(Stored entries)
Content starts

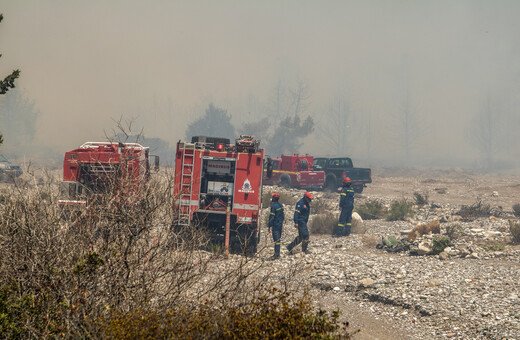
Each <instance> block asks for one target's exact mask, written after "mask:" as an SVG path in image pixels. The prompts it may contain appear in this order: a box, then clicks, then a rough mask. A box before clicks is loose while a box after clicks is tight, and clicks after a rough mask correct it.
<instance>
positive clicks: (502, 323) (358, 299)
mask: <svg viewBox="0 0 520 340" xmlns="http://www.w3.org/2000/svg"><path fill="white" fill-rule="evenodd" d="M373 177H374V182H373V183H372V184H370V185H369V186H368V187H367V188H366V189H365V191H364V192H363V193H362V194H359V195H357V196H356V206H357V205H361V204H363V203H364V202H366V201H369V200H379V201H380V202H382V203H383V204H385V205H387V206H389V205H390V204H391V202H392V201H395V200H401V199H407V200H408V201H411V202H413V201H414V193H415V192H419V193H421V194H423V195H427V197H428V204H427V205H425V206H423V207H419V206H415V207H414V211H415V214H414V216H413V217H411V218H408V219H407V220H406V221H397V222H390V221H386V220H384V219H375V220H365V221H363V223H362V227H360V226H357V227H356V230H357V232H358V233H355V234H352V235H351V236H349V237H345V238H332V237H331V236H329V235H315V234H314V235H311V247H310V248H311V250H312V251H313V254H311V255H305V254H303V253H301V252H299V253H297V254H295V255H292V256H290V255H288V253H287V251H286V249H285V247H282V257H281V259H278V260H275V261H272V265H270V266H269V267H268V268H269V270H271V271H272V272H273V273H276V272H280V273H282V272H284V271H288V270H289V268H292V267H294V266H295V265H296V264H301V263H304V264H305V270H303V271H301V272H300V273H299V274H298V275H299V276H301V277H298V278H297V279H298V280H299V281H300V282H301V285H302V289H303V287H310V290H311V293H312V297H313V301H314V303H315V304H316V306H319V307H321V308H324V309H327V310H333V309H339V310H341V311H342V315H343V317H344V319H345V320H347V321H348V322H349V323H350V327H349V328H350V330H351V331H354V330H356V329H359V330H360V331H359V332H358V333H357V334H355V336H354V339H446V338H450V339H519V338H520V310H519V308H518V307H519V306H520V261H519V259H520V246H519V245H515V244H513V243H512V242H511V233H510V231H509V223H508V220H509V219H513V220H516V219H517V218H516V217H515V216H514V214H513V210H512V206H513V204H516V203H520V177H518V176H515V175H508V176H505V175H503V176H499V175H479V174H474V173H471V172H465V171H437V172H435V171H428V172H427V173H425V172H419V171H406V172H403V171H402V170H400V171H390V170H386V171H383V170H381V171H380V174H379V176H378V174H377V172H375V173H374V176H373ZM265 189H266V190H277V191H282V192H284V193H285V195H287V196H294V197H295V198H298V197H300V196H301V194H302V193H303V191H301V190H294V189H290V190H286V189H282V188H277V187H266V188H265ZM314 194H315V196H316V199H315V200H314V202H313V204H317V203H316V202H317V201H318V200H320V199H321V200H327V202H328V203H329V204H330V206H331V210H330V213H334V212H335V211H337V210H336V209H337V208H335V207H337V200H338V197H336V195H328V194H326V193H323V192H315V193H314ZM479 201H480V202H481V203H482V204H483V205H489V206H490V208H491V209H490V214H489V215H487V216H482V217H478V218H475V219H473V218H461V216H460V215H458V214H457V213H458V212H460V211H461V207H462V206H466V207H467V206H472V205H476V204H477V203H478V202H479ZM292 213H293V207H292V206H289V205H287V206H286V220H287V223H286V224H285V226H284V233H283V239H282V243H283V244H284V245H286V244H288V243H289V242H290V241H291V240H292V239H293V238H294V237H295V235H296V229H295V228H294V227H293V225H292ZM432 221H439V222H440V233H441V234H446V233H448V232H449V231H451V233H450V236H451V237H452V240H451V245H450V247H448V248H446V249H445V251H444V252H443V253H441V254H440V255H427V254H426V252H423V253H419V254H420V255H410V252H408V251H402V252H396V253H393V252H389V251H387V250H386V249H384V248H383V249H378V248H377V247H376V245H377V244H378V243H380V242H381V240H382V238H383V237H388V236H394V237H395V238H396V239H398V240H399V239H401V238H403V237H406V236H407V234H408V232H409V231H410V230H411V229H413V228H414V227H415V226H417V225H418V224H421V223H428V222H432ZM264 231H265V230H264ZM454 231H456V232H454ZM311 233H312V231H311ZM435 236H436V235H435ZM432 237H433V235H425V236H423V237H421V238H419V239H418V240H416V241H415V246H416V247H417V246H418V245H420V244H421V245H422V246H425V247H428V246H431V239H432ZM262 241H263V242H264V244H265V245H268V247H266V249H264V250H262V251H261V252H260V253H259V254H258V256H257V257H256V259H255V261H267V259H268V258H269V257H270V256H271V254H272V247H271V246H270V245H269V242H271V239H270V238H269V236H268V235H267V233H266V232H264V235H263V237H262ZM413 254H417V252H413Z"/></svg>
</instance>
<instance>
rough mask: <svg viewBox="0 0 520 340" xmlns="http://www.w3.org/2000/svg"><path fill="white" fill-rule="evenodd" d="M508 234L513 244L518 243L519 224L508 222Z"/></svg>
mask: <svg viewBox="0 0 520 340" xmlns="http://www.w3.org/2000/svg"><path fill="white" fill-rule="evenodd" d="M508 222H509V232H510V233H511V240H512V242H513V243H520V222H518V221H513V220H509V221H508Z"/></svg>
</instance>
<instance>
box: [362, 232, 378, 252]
mask: <svg viewBox="0 0 520 340" xmlns="http://www.w3.org/2000/svg"><path fill="white" fill-rule="evenodd" d="M361 240H362V242H363V246H364V247H365V248H370V249H374V248H376V246H377V244H378V243H379V238H378V236H376V235H368V234H364V235H361Z"/></svg>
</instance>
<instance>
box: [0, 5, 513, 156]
mask: <svg viewBox="0 0 520 340" xmlns="http://www.w3.org/2000/svg"><path fill="white" fill-rule="evenodd" d="M1 12H2V13H3V14H4V20H3V22H2V23H1V24H0V53H2V54H3V56H2V58H1V59H0V75H6V74H8V73H9V72H10V71H11V70H13V69H16V68H19V69H20V70H21V71H22V73H21V77H20V79H19V80H18V81H17V84H18V87H19V88H20V89H23V91H24V92H25V93H26V95H27V96H28V97H29V98H31V99H32V100H34V102H35V105H36V107H37V108H38V110H39V111H40V117H39V121H38V125H37V135H36V140H37V141H38V142H39V143H41V144H43V145H48V146H50V147H54V148H63V149H68V148H71V147H74V146H77V145H79V144H81V143H82V142H84V141H87V140H99V139H102V138H104V135H105V132H109V131H111V130H112V129H113V128H114V126H115V123H114V120H118V119H119V118H120V117H124V118H125V119H131V118H134V119H136V125H135V126H137V127H139V128H140V127H143V128H144V134H145V136H147V137H160V138H162V139H164V140H166V141H168V142H170V143H172V144H173V143H174V142H175V141H177V140H179V139H184V132H185V130H186V127H187V125H188V124H189V123H190V122H191V121H193V120H194V119H196V118H198V117H201V116H202V115H203V114H204V109H205V108H206V107H207V106H208V104H209V103H210V102H213V103H215V105H217V106H219V107H222V108H224V109H227V110H228V112H229V114H231V115H232V117H233V122H234V123H235V125H236V126H237V127H239V126H240V125H241V124H242V123H244V122H246V121H248V120H255V119H257V118H260V117H261V116H263V115H264V114H267V113H268V111H269V107H270V106H271V105H272V93H273V89H274V88H275V87H276V86H277V84H279V83H280V82H281V83H282V84H284V86H286V87H287V88H288V89H290V88H294V87H295V86H296V84H305V87H306V88H307V89H308V97H307V99H306V103H305V104H306V105H305V111H304V113H303V115H304V116H306V115H312V116H313V117H314V118H315V122H317V123H319V122H320V121H326V120H327V110H328V108H329V105H330V103H331V101H333V100H334V98H342V100H344V101H346V102H348V103H349V107H350V110H351V112H352V116H353V120H352V123H351V124H350V125H349V126H350V127H351V129H352V130H354V131H352V136H355V137H356V143H355V145H354V144H353V146H352V147H351V148H349V151H350V152H351V153H352V154H353V155H357V156H359V157H364V156H366V154H367V152H369V153H371V154H372V156H373V157H375V158H377V157H379V158H384V157H386V156H387V155H388V154H390V153H401V154H402V151H400V149H399V145H400V144H399V143H400V142H399V141H398V139H399V138H398V137H396V136H398V135H399V131H400V129H401V128H402V124H401V123H400V118H399V117H401V112H402V111H403V107H409V108H410V110H411V111H412V112H413V117H414V119H413V121H414V130H416V131H417V132H418V133H417V134H416V137H415V138H414V139H413V140H412V142H413V145H414V147H413V148H412V150H411V151H412V152H413V153H414V154H415V155H422V157H426V156H424V154H427V155H433V156H435V157H437V158H438V159H457V158H472V157H474V158H477V157H478V150H475V147H472V145H471V138H470V136H469V135H471V132H468V131H471V127H472V125H471V124H472V121H474V119H473V117H475V116H476V115H477V114H478V113H479V112H481V111H482V109H483V108H484V106H485V103H486V102H491V103H492V105H491V107H493V108H494V109H493V110H495V111H496V114H495V113H494V116H496V117H499V118H497V124H496V125H497V126H499V127H500V129H504V130H499V132H498V134H499V135H501V136H502V135H508V134H512V131H517V130H518V128H519V127H520V124H519V121H520V120H519V118H518V117H519V116H520V112H519V109H518V108H519V107H520V106H519V105H518V104H520V34H519V32H520V20H519V19H518V18H519V17H520V1H515V0H511V1H500V0H499V1H491V0H490V1H479V0H460V1H453V0H445V1H443V0H440V1H404V0H403V1H387V0H380V1H343V0H338V1H332V0H329V1H327V0H325V1H302V0H294V1H277V0H276V1H275V0H273V1H226V0H224V1H188V0H182V1H180V0H179V1H170V0H168V1H167V0H164V1H158V0H157V1H146V2H145V1H134V0H124V1H123V0H112V1H81V2H80V1H67V0H48V1H31V0H27V1H15V0H12V1H8V0H3V1H2V6H1ZM513 126H514V127H515V129H516V130H511V129H512V127H513ZM508 129H509V130H508ZM320 131H321V130H319V129H315V133H314V134H313V136H311V137H310V138H308V140H306V142H305V144H304V146H303V147H302V150H301V151H303V152H312V153H315V154H316V153H321V154H325V153H326V152H321V150H322V148H324V147H326V146H325V145H324V144H323V143H321V141H322V138H321V137H320ZM321 133H323V132H321ZM517 139H518V138H517ZM518 149H519V145H518V142H516V144H515V146H514V147H513V148H512V149H511V150H509V151H508V152H507V153H506V154H504V157H505V158H508V157H511V158H515V157H516V158H518V157H519V156H520V154H519V152H518ZM416 157H420V156H416Z"/></svg>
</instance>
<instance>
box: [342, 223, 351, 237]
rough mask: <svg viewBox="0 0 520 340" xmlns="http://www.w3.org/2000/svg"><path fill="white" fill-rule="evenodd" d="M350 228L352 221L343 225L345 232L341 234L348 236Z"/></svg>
mask: <svg viewBox="0 0 520 340" xmlns="http://www.w3.org/2000/svg"><path fill="white" fill-rule="evenodd" d="M351 228H352V223H347V226H346V227H345V233H344V234H343V236H349V235H350V229H351Z"/></svg>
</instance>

Content ends

PROBLEM REQUIREMENTS
Search the entries above for the string "rough", and report each line where it occurs.

SOLVED EXERCISE
Each <instance> block asks for one target's exact mask, written after "mask:" as an SVG path in image pixels. The prompts it may contain appear in this order: a box, then clicks, then a rough mask. A box before clicks is loose while a box after clicks is tight, and clicks after a rough mask correct it.
rough mask: <svg viewBox="0 0 520 340" xmlns="http://www.w3.org/2000/svg"><path fill="white" fill-rule="evenodd" d="M508 234L513 244L518 243L519 224L508 222Z"/></svg>
rough mask: <svg viewBox="0 0 520 340" xmlns="http://www.w3.org/2000/svg"><path fill="white" fill-rule="evenodd" d="M350 228L352 221L343 225L345 232L341 234L348 236Z"/></svg>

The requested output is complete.